[Point-based annotation data]

= = = = =

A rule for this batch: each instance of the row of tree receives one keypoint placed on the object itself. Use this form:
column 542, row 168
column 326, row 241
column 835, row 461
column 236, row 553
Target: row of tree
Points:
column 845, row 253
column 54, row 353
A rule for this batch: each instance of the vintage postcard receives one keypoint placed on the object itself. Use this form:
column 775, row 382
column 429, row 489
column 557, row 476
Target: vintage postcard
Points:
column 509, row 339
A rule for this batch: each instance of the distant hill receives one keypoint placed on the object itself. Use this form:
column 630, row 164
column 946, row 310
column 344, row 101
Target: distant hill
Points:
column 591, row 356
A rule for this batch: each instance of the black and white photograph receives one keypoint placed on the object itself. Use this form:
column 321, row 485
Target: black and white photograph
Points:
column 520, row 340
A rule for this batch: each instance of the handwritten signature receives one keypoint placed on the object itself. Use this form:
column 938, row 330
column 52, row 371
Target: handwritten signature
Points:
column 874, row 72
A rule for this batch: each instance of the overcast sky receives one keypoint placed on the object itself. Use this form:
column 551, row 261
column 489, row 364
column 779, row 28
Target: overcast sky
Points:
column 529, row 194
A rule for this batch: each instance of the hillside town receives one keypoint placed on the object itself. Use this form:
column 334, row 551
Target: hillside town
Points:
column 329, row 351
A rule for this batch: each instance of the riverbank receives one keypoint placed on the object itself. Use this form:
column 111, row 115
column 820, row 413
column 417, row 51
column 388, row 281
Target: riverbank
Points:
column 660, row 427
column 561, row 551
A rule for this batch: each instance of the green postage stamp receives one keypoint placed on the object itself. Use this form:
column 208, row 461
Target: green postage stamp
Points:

= = = = =

**GOAL OF THE EXERCISE:**
Reproduce the material verbatim, line by line.

**SOLUTION FOR THIS EXERCISE:**
A rule for this batch: each instance of the row of tree receives one keypoint placed on the object itself. Use this form:
column 542, row 168
column 326, row 241
column 835, row 461
column 236, row 553
Target: row of tree
Points:
column 845, row 253
column 54, row 353
A rule for this batch: each instance of the vintage postcard receives one keypoint placed on the object itself. Use this form:
column 775, row 382
column 429, row 489
column 557, row 476
Target: vintage postcard
Points:
column 509, row 339
A rule for this batch: each instance of the distant hill receives one keypoint placed on the object itself. Use this form:
column 630, row 164
column 946, row 310
column 344, row 101
Target: distant hill
Points:
column 591, row 356
A rule for this batch: each instance of the black and white photograph receives one keypoint placed on the object itself. Use this form:
column 321, row 485
Target: black and white photograph
Points:
column 520, row 340
A rule for this batch: each instance of the handwritten signature receives one keypoint placed on the object itself. Use this form:
column 938, row 330
column 52, row 371
Target: handwritten signature
Points:
column 874, row 72
A rule for this batch: each instance of the overcast sky receives one keypoint placed on the object itself. Use this form:
column 551, row 261
column 489, row 364
column 779, row 28
Target: overcast sky
Points:
column 529, row 194
A rule for this batch: each instance of the hillside town receives one keypoint placed on the object itself. Use this form:
column 334, row 551
Target: hillside town
Points:
column 329, row 351
A rule for this batch: each instance of the riverbank receives one keypoint placed on the object itself. Use this form:
column 111, row 115
column 820, row 413
column 417, row 51
column 388, row 281
Target: riverbank
Points:
column 660, row 427
column 561, row 551
A rule for this batch: each instance of the green postage stamp receives one keypoint placed on the object itself. Use this form:
column 208, row 461
Target: green postage stamp
Points:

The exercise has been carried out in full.